(Exercise set):
**A.** Do these statements agree with the crucifixion passage? For each, answer yes or no and quote the deciding words exactly: (i) None of Matthew, Mark, and Luke mentions that Jesus was nailed to the cross. (ii) Meredith Warren is a professor at Oxford University. (iii) The earliest known representations of Jesus's crucifixion show him nailed to the cross.
**B.** Can you pick up the crucifixion passage after its last sentence and continue it?

(Document extract):
************

There are more fundamental issues about the methods and procedures that the Romans adopted for executing criminals by crucifixion than the question about whether he was nailed to the cross or not. And the facts are unspeakable, terrifying, and horrifying.

Recently, Meredith Warren, a professor of Biblical and Religious Studies at Sheffield University, argued in an article published in the Conversation that the popular depiction of Jesus as a man nailed to a cross may have arisen from tradition rather than from verifiable facts of historical recollection.

According to Warren, the evidence from antiquity that Jesus was actually nailed to a cross is conflicting.

The crucifixion of Jesus
The Crucifixion by Simon Vouet [Image via Wikimedia/Public Domain]
Scholars point out that none of the synoptic Gospels — Matthew, Mark, and Luke — mention that Jesus was nailed to the cross. But despite this observation, it seems clear that the Christian tradition that Jesus was nailed to the cross originated in the Gospel of John, which refers to wounds in Jesus’ hands as where he was “nailed” to the cross.

“Unless I see the nail marks in his hands and put my finger where the nails were, and put my hand into his side, I will not believe.”(John 20:25)

It is possible that scholars raise questions about the belief that Jesus was nailed to the cross despite the testimony of the Gospel of John because of doubts about its authorship and questions about the reliability of its narrative, which deviates significantly from the synoptic gospels.

In addition, the earliest known representations of the crucifixion of Jesus appear to contradict the suggestion in the Gospel of John that Jesus was nailed to the cross and support, instead, the thesis that he was only tied to the cross.

************

(Entries supplied):
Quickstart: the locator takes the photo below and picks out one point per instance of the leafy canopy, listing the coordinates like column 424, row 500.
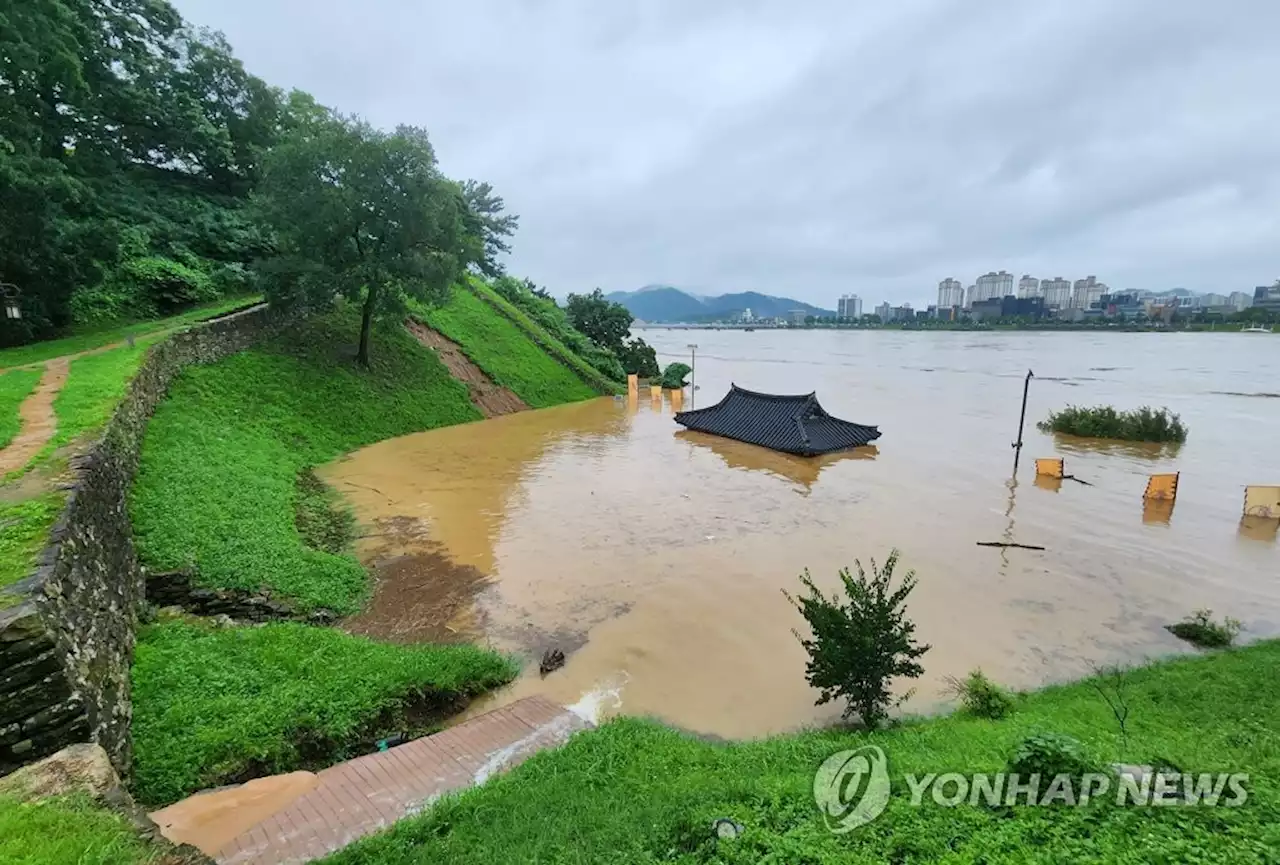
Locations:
column 365, row 214
column 863, row 641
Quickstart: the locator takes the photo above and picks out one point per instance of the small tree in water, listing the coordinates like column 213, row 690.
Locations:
column 860, row 645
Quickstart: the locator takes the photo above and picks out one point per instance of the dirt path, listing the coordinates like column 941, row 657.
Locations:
column 39, row 421
column 492, row 399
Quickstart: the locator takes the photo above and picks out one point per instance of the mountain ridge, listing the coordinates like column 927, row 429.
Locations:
column 657, row 302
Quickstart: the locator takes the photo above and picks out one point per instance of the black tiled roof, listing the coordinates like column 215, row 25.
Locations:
column 789, row 424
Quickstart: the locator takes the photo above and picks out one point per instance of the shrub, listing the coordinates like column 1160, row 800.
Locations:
column 1201, row 630
column 1105, row 422
column 860, row 645
column 145, row 288
column 1048, row 755
column 639, row 358
column 673, row 376
column 979, row 696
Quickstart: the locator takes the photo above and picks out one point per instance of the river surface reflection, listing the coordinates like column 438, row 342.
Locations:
column 656, row 558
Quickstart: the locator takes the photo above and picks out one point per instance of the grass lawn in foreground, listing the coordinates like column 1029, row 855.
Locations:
column 16, row 387
column 211, row 703
column 68, row 829
column 635, row 791
column 502, row 349
column 24, row 529
column 218, row 489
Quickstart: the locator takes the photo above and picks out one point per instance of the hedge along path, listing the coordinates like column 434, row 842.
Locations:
column 39, row 421
column 490, row 398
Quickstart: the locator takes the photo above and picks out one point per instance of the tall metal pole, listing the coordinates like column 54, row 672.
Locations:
column 1022, row 420
column 693, row 375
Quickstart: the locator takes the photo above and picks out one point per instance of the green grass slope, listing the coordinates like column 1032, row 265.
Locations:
column 216, row 485
column 638, row 792
column 210, row 704
column 504, row 352
column 545, row 339
column 117, row 333
column 14, row 388
column 72, row 831
column 24, row 529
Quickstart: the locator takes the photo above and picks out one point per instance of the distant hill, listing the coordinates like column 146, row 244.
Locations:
column 668, row 303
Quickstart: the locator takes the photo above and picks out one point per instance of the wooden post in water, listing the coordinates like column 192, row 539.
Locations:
column 1022, row 421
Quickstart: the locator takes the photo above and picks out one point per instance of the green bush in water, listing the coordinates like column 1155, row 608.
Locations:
column 1105, row 422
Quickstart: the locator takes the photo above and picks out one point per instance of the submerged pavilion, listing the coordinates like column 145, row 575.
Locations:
column 795, row 425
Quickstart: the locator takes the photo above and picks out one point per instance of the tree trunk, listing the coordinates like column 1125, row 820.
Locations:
column 365, row 324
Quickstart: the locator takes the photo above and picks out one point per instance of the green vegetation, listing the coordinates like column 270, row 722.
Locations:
column 211, row 705
column 393, row 230
column 323, row 520
column 14, row 388
column 1051, row 754
column 635, row 791
column 69, row 829
column 23, row 530
column 675, row 375
column 94, row 338
column 542, row 307
column 979, row 696
column 1105, row 422
column 860, row 642
column 216, row 488
column 1201, row 630
column 95, row 385
column 565, row 353
column 504, row 352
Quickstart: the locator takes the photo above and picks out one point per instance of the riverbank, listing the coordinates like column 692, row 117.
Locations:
column 228, row 511
column 636, row 791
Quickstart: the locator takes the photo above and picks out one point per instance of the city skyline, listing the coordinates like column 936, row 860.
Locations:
column 1057, row 292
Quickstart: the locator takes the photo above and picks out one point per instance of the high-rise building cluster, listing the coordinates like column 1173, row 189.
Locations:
column 1057, row 293
column 850, row 306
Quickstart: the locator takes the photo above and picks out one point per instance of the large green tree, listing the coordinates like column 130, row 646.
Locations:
column 606, row 323
column 118, row 122
column 365, row 214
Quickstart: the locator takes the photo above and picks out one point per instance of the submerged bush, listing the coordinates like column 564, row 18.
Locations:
column 1048, row 755
column 1201, row 630
column 979, row 696
column 673, row 376
column 860, row 645
column 1105, row 422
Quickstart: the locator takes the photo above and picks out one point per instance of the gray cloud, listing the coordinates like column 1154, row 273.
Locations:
column 814, row 149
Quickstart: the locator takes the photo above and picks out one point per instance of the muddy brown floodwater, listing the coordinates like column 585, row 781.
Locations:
column 657, row 558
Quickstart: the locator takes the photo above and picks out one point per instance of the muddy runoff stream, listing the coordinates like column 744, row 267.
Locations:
column 656, row 558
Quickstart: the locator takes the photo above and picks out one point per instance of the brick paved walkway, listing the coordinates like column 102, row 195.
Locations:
column 357, row 797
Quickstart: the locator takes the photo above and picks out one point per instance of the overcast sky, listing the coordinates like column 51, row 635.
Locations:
column 816, row 149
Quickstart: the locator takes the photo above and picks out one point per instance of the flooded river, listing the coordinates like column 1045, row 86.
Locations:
column 656, row 558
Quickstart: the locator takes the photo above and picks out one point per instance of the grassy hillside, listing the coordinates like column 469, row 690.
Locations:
column 545, row 339
column 95, row 338
column 635, row 791
column 210, row 704
column 72, row 829
column 504, row 352
column 24, row 529
column 218, row 483
column 16, row 387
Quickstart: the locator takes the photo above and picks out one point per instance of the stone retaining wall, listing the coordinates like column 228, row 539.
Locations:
column 67, row 646
column 178, row 589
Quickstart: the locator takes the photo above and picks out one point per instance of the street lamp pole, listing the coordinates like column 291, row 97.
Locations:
column 693, row 374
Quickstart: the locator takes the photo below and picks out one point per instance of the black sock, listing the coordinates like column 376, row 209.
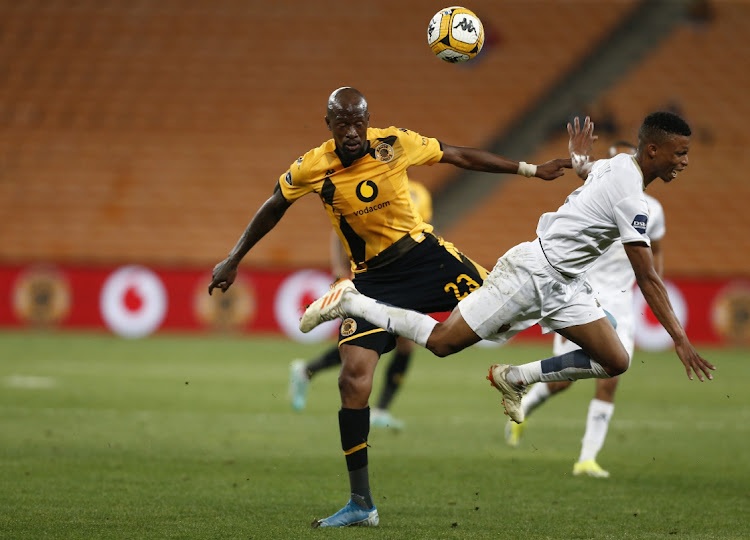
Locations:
column 329, row 358
column 393, row 378
column 354, row 425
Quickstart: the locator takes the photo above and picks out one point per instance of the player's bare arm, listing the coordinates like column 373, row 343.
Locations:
column 580, row 145
column 655, row 293
column 481, row 160
column 265, row 219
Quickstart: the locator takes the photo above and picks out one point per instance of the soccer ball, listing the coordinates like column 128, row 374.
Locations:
column 455, row 34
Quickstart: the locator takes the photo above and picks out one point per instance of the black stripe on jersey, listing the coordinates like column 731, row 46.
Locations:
column 347, row 163
column 387, row 140
column 356, row 244
column 327, row 191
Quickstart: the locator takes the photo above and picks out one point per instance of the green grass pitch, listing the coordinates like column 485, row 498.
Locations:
column 193, row 437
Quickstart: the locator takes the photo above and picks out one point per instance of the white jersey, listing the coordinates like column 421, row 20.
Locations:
column 612, row 271
column 612, row 279
column 610, row 205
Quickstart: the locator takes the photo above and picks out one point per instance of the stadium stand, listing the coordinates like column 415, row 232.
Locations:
column 140, row 131
column 695, row 70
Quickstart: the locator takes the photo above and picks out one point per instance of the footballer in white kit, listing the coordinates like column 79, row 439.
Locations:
column 612, row 279
column 544, row 281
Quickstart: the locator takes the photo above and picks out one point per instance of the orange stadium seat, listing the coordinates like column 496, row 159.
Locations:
column 695, row 70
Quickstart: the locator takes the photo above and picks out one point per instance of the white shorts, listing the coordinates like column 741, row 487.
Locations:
column 522, row 290
column 619, row 303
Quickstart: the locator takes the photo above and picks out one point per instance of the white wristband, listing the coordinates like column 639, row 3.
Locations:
column 526, row 169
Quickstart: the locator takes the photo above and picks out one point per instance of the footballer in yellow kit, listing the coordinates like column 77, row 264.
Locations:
column 370, row 205
column 360, row 175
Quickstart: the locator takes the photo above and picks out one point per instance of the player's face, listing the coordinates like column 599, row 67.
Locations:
column 671, row 157
column 349, row 129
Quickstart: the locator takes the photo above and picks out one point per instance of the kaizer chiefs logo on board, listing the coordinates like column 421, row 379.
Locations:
column 384, row 152
column 348, row 327
column 42, row 296
column 367, row 191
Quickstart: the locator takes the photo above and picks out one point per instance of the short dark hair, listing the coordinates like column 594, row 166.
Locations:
column 660, row 125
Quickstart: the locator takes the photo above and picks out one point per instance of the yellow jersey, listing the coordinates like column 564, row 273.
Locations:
column 367, row 200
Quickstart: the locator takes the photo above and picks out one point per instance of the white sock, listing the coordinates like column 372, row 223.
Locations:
column 537, row 394
column 404, row 322
column 597, row 423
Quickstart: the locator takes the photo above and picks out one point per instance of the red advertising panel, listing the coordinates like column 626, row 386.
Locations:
column 135, row 301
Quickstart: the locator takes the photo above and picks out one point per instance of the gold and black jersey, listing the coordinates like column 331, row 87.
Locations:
column 368, row 200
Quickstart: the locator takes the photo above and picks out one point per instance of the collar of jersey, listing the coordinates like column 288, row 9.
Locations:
column 643, row 183
column 347, row 163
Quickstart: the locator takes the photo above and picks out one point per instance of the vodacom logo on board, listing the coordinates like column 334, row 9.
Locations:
column 133, row 301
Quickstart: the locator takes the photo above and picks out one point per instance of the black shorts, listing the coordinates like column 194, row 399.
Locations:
column 431, row 277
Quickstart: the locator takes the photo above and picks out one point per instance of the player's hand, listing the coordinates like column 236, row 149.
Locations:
column 223, row 276
column 581, row 138
column 694, row 362
column 552, row 169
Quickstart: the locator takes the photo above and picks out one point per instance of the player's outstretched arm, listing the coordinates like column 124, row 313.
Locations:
column 481, row 160
column 658, row 300
column 580, row 145
column 264, row 220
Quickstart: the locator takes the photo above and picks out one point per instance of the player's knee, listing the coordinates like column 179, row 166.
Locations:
column 618, row 365
column 353, row 384
column 441, row 342
column 441, row 348
column 558, row 386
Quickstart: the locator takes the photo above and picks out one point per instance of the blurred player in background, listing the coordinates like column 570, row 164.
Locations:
column 613, row 279
column 301, row 372
column 360, row 176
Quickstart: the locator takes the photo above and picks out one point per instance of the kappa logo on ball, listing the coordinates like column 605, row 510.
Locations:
column 348, row 327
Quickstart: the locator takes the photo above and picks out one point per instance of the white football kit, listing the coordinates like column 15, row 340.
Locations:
column 613, row 280
column 544, row 281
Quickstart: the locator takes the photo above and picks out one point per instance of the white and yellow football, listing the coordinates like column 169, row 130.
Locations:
column 455, row 34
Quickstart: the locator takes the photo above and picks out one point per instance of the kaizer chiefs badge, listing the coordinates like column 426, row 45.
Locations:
column 384, row 152
column 348, row 327
column 42, row 297
column 231, row 310
column 731, row 313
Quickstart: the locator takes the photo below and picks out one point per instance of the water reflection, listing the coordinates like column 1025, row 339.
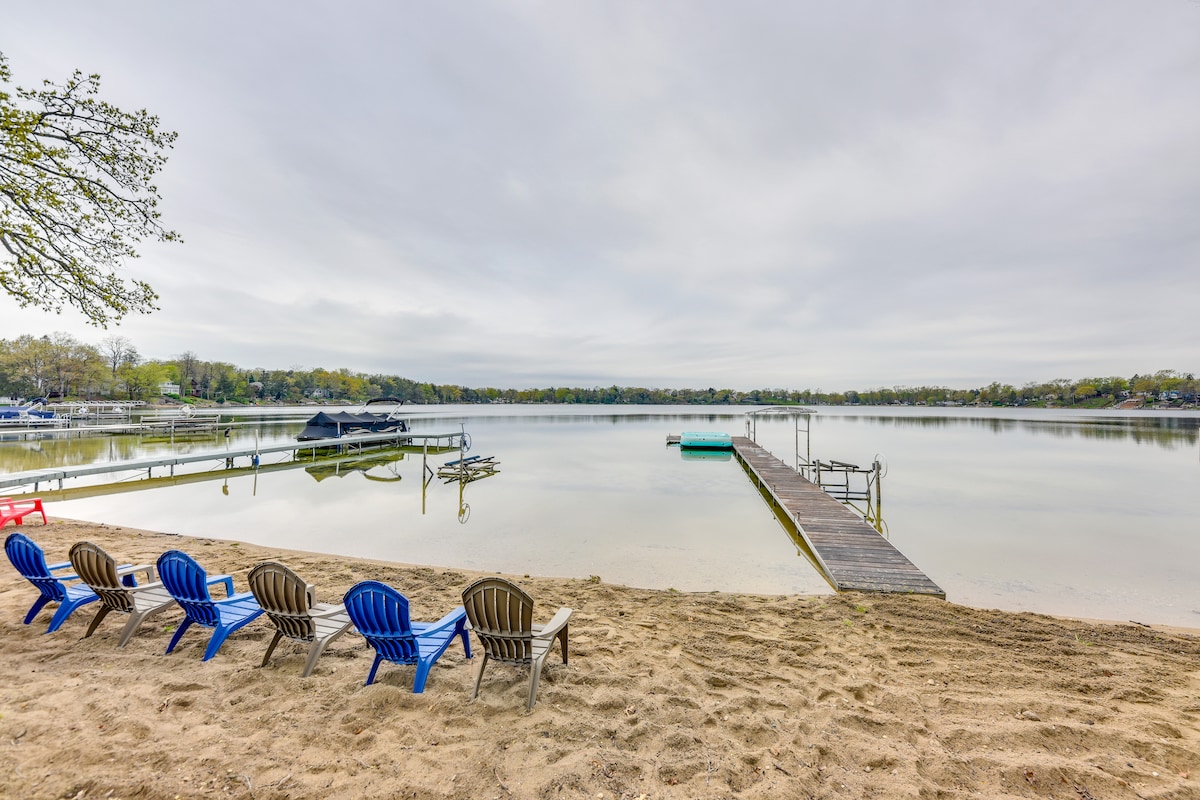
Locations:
column 1168, row 432
column 365, row 465
column 1071, row 513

************

(Responses to the tasks):
**A.**
(i) Yes: "none of the synoptic Gospels — Matthew, Mark, and Luke — mention that Jesus was nailed to the cross"
(ii) No: "a professor of Biblical and Religious Studies at Sheffield University"
(iii) No: "the earliest known representations of the crucifixion of Jesus appear to contradict the suggestion in the Gospel of John that Jesus was nailed to the cross"

**B.**
While it is possible that the Romans used different methods of crucifixion, with some victims tied to the cross and others nailed to it, there is no direct evidence that victims were nailed to the cross. Scholars have recently refuted claims that “Jehohanan, son of Hagkol,” a first century CE victim of crucifixion whose remains were found in 1968, had been nailed to a cross.

And despite claims by researchers and scholars that criminal victims of Roman crucifixion were suspended on a large cross and allowed to die gradually from asphyxiation, there is little evidence to back the claim that the commonly used methods of execution by crucifixion depended on asphyxiation.

For instance, it is unclear from the earliest known depiction of the crucifixion of Jesus, the so-called Alexamenos Graffito (see below), how the victim was expected to die by asphyxiation, as Warren suggests in her article published in the Conversation.

The Alexamenos Graffito
The Alexamenos Graffito, a spoof depicting Jesus with a donkey’s head on the cross [Image via Wikimedia/Public Domain]
The Alexamenos Graffito shows the victim with his arms outstretched below the level of his head, and attached to the ends of a crosspiece, and his feet resting on a pedestal.

Other earliest known depictions of the crucifixion, such as the second century carving on a piece of jasper and the fourth century carving on a carnelian gemstone, all show (see below) a method of crucifixion clearly identical with the Alexamenos Graffito.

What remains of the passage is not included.